* **Aim of the task**
In this exercise, return only the lines that run from the line with "column in the photo above." to the end of the entries below, both included. Pictures are not copied.
*** Begin section ***
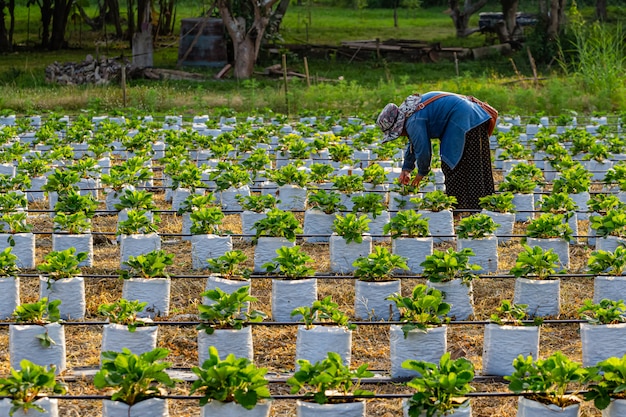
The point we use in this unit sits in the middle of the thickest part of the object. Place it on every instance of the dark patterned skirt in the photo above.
(472, 178)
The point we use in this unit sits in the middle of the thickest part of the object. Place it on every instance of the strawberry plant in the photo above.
(278, 223)
(134, 378)
(290, 262)
(424, 308)
(328, 202)
(449, 265)
(124, 312)
(440, 388)
(148, 265)
(230, 380)
(548, 381)
(351, 227)
(227, 310)
(378, 265)
(499, 203)
(407, 223)
(535, 263)
(476, 226)
(549, 226)
(322, 378)
(29, 383)
(608, 263)
(324, 310)
(435, 201)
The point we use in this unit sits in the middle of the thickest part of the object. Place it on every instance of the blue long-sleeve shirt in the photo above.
(448, 118)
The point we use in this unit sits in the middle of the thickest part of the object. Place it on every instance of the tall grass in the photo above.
(597, 56)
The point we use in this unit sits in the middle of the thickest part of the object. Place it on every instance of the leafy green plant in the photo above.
(29, 383)
(148, 265)
(374, 174)
(348, 183)
(324, 310)
(476, 226)
(608, 383)
(124, 312)
(435, 201)
(290, 262)
(407, 223)
(328, 202)
(320, 173)
(8, 265)
(138, 221)
(229, 265)
(369, 203)
(134, 378)
(605, 312)
(499, 203)
(318, 380)
(424, 308)
(136, 199)
(230, 380)
(572, 181)
(39, 313)
(549, 226)
(606, 262)
(535, 263)
(75, 223)
(289, 174)
(549, 380)
(62, 264)
(278, 223)
(351, 227)
(378, 265)
(440, 388)
(73, 202)
(340, 152)
(257, 203)
(558, 203)
(228, 310)
(449, 265)
(512, 314)
(613, 223)
(206, 220)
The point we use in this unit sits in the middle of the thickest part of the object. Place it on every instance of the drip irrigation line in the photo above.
(297, 323)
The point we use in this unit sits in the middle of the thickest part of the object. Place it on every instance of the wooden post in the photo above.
(285, 80)
(123, 76)
(532, 65)
(306, 72)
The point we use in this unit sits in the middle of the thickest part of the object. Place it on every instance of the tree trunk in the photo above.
(5, 46)
(601, 13)
(244, 58)
(62, 9)
(114, 12)
(46, 18)
(556, 17)
(509, 11)
(461, 17)
(246, 40)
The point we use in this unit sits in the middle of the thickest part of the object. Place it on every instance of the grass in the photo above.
(352, 88)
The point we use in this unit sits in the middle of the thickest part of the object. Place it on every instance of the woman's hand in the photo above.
(405, 178)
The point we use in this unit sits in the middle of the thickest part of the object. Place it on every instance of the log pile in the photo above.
(90, 71)
(108, 70)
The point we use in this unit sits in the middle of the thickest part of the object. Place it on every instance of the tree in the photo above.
(6, 34)
(461, 17)
(246, 22)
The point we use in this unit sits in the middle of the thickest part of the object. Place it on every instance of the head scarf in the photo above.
(391, 119)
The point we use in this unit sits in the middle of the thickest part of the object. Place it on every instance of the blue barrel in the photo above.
(209, 50)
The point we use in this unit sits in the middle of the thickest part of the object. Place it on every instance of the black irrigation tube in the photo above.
(294, 323)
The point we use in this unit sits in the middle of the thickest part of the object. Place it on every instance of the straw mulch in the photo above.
(275, 347)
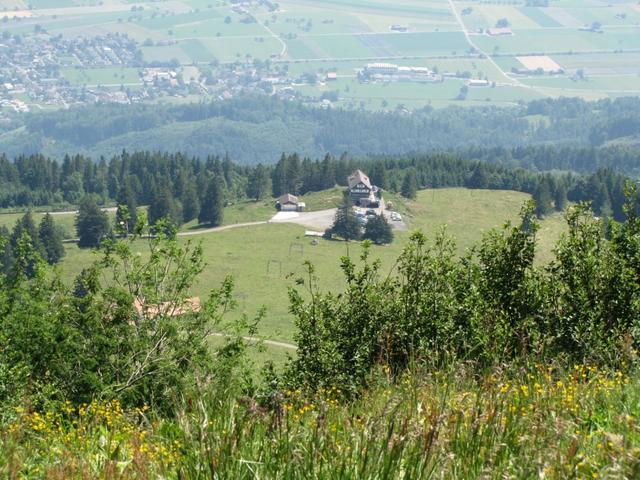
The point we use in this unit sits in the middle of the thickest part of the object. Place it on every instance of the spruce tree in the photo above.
(378, 230)
(6, 251)
(126, 218)
(212, 210)
(163, 205)
(560, 197)
(92, 224)
(410, 184)
(346, 223)
(259, 183)
(51, 240)
(543, 198)
(190, 202)
(28, 225)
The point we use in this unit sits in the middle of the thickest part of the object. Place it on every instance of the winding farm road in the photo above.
(273, 343)
(221, 229)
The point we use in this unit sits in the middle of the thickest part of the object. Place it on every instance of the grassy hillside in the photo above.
(265, 260)
(536, 423)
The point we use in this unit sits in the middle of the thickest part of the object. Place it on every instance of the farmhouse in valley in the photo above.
(290, 203)
(361, 191)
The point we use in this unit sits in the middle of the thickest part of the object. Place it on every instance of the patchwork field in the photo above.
(596, 37)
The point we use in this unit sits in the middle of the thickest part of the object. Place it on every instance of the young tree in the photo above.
(560, 197)
(378, 230)
(6, 251)
(92, 224)
(27, 224)
(190, 202)
(212, 210)
(51, 240)
(126, 217)
(410, 184)
(543, 198)
(259, 183)
(346, 223)
(163, 205)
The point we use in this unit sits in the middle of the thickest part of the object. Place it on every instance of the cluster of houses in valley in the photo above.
(360, 190)
(391, 72)
(52, 70)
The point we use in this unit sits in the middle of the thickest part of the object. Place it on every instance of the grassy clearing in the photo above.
(266, 260)
(536, 422)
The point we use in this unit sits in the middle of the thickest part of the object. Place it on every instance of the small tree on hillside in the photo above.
(560, 197)
(410, 184)
(164, 205)
(126, 217)
(92, 223)
(543, 198)
(378, 230)
(27, 224)
(190, 203)
(346, 223)
(259, 183)
(51, 239)
(212, 210)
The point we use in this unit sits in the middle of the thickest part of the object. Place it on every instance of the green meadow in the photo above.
(266, 260)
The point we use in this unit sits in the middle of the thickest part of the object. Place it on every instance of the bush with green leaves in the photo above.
(492, 305)
(126, 329)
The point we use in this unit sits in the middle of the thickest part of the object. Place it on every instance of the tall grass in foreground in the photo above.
(534, 423)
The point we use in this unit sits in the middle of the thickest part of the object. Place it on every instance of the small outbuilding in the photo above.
(361, 191)
(290, 203)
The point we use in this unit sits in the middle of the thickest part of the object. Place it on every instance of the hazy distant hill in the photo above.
(259, 129)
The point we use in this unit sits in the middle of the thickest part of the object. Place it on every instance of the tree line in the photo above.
(187, 188)
(256, 129)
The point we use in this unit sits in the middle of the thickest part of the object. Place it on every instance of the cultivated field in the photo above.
(307, 36)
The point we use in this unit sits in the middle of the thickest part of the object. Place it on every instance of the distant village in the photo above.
(44, 71)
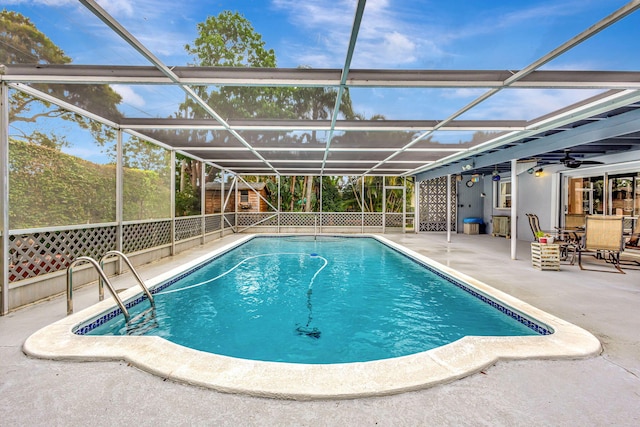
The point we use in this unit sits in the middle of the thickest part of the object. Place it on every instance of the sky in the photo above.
(394, 34)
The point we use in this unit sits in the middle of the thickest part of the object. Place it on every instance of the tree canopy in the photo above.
(22, 43)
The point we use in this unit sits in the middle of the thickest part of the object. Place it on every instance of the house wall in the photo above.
(470, 202)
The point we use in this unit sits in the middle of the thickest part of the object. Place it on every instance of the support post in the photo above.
(173, 202)
(119, 198)
(4, 198)
(448, 208)
(514, 208)
(203, 222)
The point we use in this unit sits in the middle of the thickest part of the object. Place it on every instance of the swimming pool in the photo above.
(311, 381)
(323, 299)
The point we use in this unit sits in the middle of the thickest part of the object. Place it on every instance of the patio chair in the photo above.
(604, 237)
(567, 244)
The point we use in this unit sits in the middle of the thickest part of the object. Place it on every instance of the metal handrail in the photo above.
(133, 271)
(101, 292)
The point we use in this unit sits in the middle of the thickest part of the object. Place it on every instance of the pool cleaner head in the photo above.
(310, 332)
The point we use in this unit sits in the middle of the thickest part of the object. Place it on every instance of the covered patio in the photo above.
(481, 156)
(603, 390)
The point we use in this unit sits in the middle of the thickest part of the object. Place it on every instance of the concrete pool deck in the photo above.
(602, 390)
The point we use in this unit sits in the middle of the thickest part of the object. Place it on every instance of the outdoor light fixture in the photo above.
(495, 176)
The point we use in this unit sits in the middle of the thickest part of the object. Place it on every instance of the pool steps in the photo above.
(99, 267)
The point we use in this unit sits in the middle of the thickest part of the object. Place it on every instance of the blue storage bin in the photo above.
(473, 220)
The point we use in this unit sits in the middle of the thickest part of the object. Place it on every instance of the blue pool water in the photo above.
(325, 300)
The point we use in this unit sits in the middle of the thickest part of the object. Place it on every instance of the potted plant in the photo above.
(541, 237)
(544, 237)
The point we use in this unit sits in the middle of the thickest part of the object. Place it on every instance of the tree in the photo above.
(22, 43)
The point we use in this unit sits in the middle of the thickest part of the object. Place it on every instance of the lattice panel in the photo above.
(373, 219)
(393, 220)
(230, 220)
(290, 219)
(138, 237)
(433, 205)
(188, 227)
(212, 223)
(249, 219)
(348, 219)
(48, 251)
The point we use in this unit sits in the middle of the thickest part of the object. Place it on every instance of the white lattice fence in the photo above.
(141, 236)
(257, 218)
(212, 223)
(295, 219)
(43, 252)
(393, 220)
(339, 219)
(373, 220)
(188, 227)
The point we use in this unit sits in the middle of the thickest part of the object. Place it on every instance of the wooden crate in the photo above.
(545, 256)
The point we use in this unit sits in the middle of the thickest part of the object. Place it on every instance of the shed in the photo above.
(248, 198)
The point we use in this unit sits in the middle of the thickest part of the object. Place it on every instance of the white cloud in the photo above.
(117, 7)
(528, 104)
(129, 96)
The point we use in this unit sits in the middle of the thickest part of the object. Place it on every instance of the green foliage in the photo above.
(50, 188)
(23, 43)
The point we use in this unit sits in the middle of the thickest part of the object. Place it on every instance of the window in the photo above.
(503, 191)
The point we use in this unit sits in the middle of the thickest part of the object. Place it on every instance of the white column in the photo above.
(514, 208)
(119, 198)
(416, 212)
(4, 197)
(172, 196)
(449, 208)
(203, 202)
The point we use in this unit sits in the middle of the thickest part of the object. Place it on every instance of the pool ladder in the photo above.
(99, 267)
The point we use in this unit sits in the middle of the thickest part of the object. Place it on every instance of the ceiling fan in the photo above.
(573, 163)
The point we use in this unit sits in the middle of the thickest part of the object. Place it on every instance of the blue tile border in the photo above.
(85, 328)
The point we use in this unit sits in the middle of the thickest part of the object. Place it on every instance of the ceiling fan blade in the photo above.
(573, 164)
(591, 162)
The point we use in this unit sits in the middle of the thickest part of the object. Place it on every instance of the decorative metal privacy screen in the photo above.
(433, 204)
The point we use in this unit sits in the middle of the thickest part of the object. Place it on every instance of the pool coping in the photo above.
(307, 382)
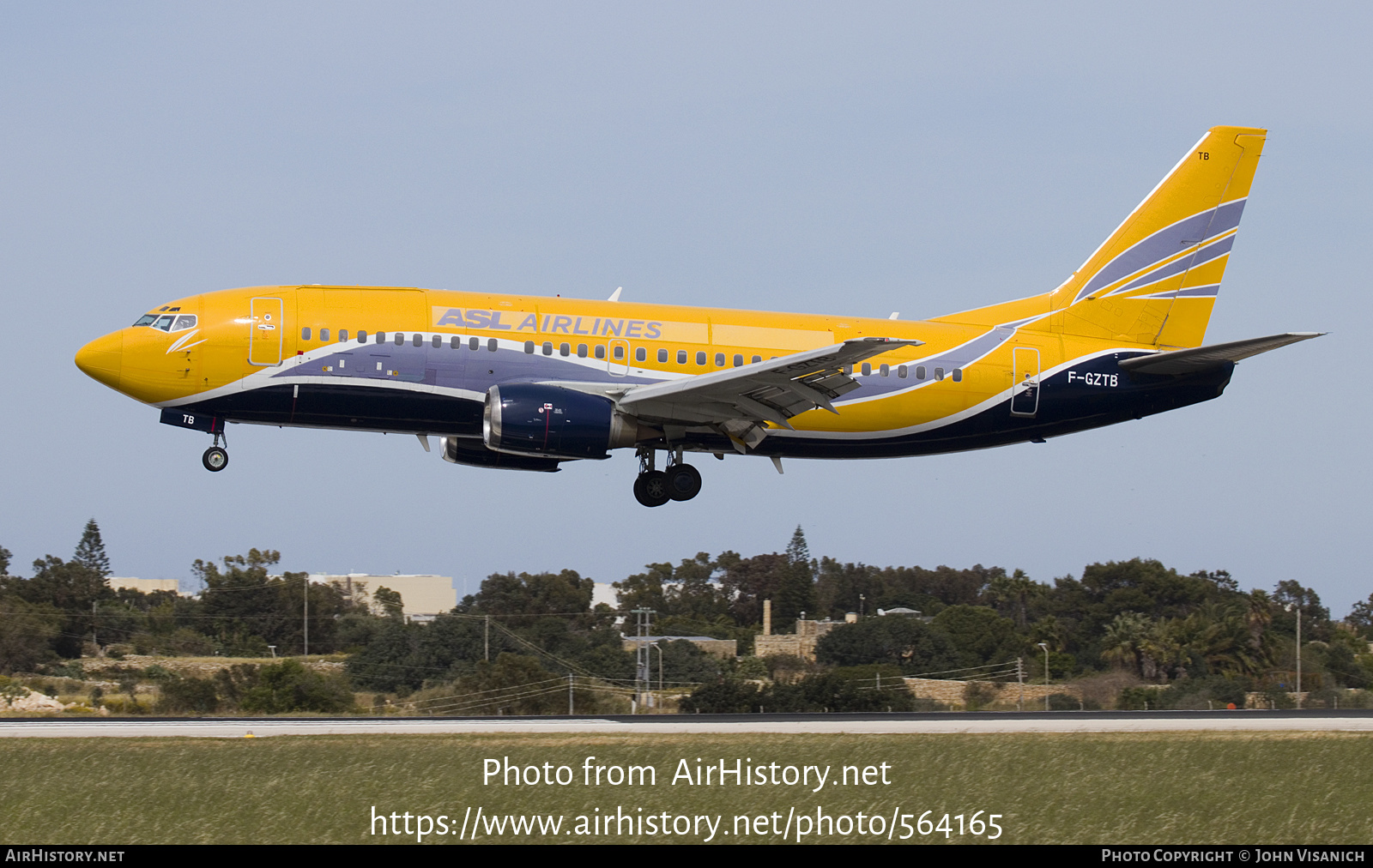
*** End section ***
* **Answer box**
The point we use in this unit sits in the middle of the thickest part of the object. Place it on every instance of the white column in the photo above.
(514, 208)
(119, 198)
(416, 212)
(4, 197)
(172, 196)
(449, 208)
(203, 202)
The point we use in this unit sits in the middle of the thickest part of the object. Place it on every instance of the pool ladder in the photo above.
(99, 267)
The point we use in this unit sits in the middle of the thickest part of the object. Place it on every instance of the ceiling fan in the photo above.
(573, 163)
The point we use in this unit sits in the middle of the thickest part of the object. Place it on every instance of the blue tile border in the photo above.
(85, 328)
The point we use in this unit sits in the middle of the thickest part of the object. Place it on every instance of the ceiling fan blade in the photo above.
(573, 164)
(591, 162)
The point we use in this unit sits in the middle of the thickest part of the object. Place it on every instance of the decorative metal privacy screen in the photo above.
(433, 204)
The point we use in this unit sits in the middle of the thickest part of the object. Place it on every instance of the pool coping in the photo above.
(307, 382)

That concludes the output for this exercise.